[Rows from a pointing dataset]
----

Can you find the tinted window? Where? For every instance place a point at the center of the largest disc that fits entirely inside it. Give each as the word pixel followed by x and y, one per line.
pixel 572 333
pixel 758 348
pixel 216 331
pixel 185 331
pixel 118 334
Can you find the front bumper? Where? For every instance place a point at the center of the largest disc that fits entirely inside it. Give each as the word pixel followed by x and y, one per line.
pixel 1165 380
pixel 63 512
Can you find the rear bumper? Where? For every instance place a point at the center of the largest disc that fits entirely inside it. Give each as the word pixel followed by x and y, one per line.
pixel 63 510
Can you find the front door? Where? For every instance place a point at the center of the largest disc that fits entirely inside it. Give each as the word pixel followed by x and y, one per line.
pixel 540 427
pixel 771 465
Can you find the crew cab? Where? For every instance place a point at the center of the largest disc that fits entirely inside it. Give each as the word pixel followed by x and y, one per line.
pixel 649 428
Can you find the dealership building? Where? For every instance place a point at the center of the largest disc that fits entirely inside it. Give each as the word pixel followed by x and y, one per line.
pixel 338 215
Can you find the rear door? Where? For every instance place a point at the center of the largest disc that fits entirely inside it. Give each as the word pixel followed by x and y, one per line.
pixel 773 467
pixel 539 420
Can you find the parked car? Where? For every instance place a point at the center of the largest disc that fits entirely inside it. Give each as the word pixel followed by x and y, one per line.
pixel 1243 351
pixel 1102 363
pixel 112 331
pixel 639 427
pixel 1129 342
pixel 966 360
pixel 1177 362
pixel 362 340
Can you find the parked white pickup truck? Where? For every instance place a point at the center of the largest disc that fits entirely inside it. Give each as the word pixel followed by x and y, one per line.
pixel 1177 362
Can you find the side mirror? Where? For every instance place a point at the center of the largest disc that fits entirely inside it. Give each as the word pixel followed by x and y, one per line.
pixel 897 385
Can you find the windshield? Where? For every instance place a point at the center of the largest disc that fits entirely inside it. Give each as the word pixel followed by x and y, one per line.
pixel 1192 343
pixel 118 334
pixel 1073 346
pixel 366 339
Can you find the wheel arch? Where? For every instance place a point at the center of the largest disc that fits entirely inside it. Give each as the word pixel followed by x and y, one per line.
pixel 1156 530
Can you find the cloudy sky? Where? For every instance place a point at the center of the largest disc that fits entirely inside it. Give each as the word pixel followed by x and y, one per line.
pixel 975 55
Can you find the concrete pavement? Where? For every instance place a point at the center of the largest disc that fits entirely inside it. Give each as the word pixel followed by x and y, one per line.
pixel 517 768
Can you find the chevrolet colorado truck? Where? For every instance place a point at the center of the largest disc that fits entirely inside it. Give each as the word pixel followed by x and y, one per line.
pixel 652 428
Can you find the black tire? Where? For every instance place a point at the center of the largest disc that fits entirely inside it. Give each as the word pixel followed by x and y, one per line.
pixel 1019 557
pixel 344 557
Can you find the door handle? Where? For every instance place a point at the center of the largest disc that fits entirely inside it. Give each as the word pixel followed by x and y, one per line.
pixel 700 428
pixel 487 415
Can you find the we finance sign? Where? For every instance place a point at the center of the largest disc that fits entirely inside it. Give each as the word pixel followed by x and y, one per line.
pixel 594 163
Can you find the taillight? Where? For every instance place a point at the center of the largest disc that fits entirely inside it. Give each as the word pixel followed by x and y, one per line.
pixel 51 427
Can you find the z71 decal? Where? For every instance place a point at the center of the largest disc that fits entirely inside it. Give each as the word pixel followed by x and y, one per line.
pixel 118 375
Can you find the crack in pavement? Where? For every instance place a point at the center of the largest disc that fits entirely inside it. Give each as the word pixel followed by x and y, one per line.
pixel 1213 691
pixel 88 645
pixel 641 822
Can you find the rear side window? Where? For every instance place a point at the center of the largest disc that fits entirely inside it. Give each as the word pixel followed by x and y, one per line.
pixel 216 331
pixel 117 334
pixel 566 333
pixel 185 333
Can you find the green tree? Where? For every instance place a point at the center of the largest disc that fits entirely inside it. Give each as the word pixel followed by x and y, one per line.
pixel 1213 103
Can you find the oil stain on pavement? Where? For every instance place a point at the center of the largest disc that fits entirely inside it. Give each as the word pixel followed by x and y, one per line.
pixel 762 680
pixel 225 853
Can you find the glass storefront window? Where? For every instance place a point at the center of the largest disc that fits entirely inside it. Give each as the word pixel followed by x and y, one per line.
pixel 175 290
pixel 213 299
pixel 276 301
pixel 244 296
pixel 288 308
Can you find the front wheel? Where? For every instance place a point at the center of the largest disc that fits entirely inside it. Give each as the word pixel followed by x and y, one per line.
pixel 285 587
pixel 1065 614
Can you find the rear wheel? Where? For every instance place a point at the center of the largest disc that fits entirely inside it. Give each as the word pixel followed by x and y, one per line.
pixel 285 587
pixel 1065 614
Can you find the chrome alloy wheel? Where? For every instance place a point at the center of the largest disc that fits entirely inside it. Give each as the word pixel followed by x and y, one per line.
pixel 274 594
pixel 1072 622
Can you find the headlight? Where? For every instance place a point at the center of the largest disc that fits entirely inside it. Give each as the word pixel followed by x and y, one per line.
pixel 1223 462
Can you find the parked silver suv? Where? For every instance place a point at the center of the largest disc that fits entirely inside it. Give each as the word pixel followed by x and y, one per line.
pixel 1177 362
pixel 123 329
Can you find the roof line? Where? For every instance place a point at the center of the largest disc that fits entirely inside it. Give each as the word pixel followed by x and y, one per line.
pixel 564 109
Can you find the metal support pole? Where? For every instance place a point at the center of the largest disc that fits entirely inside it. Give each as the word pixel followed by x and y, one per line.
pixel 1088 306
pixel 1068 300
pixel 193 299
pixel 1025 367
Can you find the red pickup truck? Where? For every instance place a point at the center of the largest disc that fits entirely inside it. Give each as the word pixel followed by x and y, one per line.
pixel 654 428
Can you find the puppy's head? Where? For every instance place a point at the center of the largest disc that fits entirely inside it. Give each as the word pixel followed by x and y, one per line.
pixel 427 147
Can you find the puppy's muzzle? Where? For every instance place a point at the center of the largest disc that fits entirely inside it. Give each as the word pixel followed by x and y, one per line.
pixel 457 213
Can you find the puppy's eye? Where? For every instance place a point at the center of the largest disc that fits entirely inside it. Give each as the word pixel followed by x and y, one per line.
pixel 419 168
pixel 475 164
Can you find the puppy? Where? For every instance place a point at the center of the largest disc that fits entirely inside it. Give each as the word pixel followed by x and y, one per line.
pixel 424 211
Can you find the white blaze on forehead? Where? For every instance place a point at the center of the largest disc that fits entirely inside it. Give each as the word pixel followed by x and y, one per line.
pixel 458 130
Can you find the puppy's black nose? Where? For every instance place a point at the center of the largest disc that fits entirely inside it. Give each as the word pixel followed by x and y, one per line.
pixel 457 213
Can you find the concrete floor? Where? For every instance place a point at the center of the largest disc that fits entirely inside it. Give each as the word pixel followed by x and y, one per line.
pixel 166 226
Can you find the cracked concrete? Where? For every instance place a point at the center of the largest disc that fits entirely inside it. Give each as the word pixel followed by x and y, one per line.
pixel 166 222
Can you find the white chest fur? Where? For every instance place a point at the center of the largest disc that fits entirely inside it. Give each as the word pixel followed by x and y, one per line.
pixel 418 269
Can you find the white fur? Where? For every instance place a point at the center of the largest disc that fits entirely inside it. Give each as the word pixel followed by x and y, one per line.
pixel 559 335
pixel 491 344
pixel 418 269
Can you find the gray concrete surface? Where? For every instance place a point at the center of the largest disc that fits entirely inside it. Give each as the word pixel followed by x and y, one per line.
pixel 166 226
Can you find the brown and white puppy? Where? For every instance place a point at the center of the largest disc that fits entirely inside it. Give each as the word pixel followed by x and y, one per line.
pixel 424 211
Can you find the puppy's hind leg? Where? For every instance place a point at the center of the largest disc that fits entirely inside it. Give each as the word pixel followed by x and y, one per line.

----

Transcribe the entries above without changes, beginning at the line that contains "Can you find the crew" and stopping after the line that contains "pixel 362 340".

Can you find the crew cab? Where? For every instance place a point at the center of the largest disc that fits entirely inside it. Give each as the word pixel followed by x and y, one per line.
pixel 649 428
Can you find the dealership building? Where? For every instance place a point at the center of the largest disc that fits entirely inside it. Give each as the word pixel followed by x and y, one per line.
pixel 338 215
Can you find the rear door? Where? For every instance place a point at the center of the largest disc that fits entirely inside it. Give each as the word pixel followed by x and y, one per line.
pixel 773 467
pixel 539 420
Can you find the parked car? Where? For every instance place a point at the center of the largest disc that fits entirely inside it. Give each as the word pixel followed by x and y, one per line.
pixel 1243 351
pixel 1102 363
pixel 112 331
pixel 639 427
pixel 1129 342
pixel 966 360
pixel 1177 362
pixel 362 340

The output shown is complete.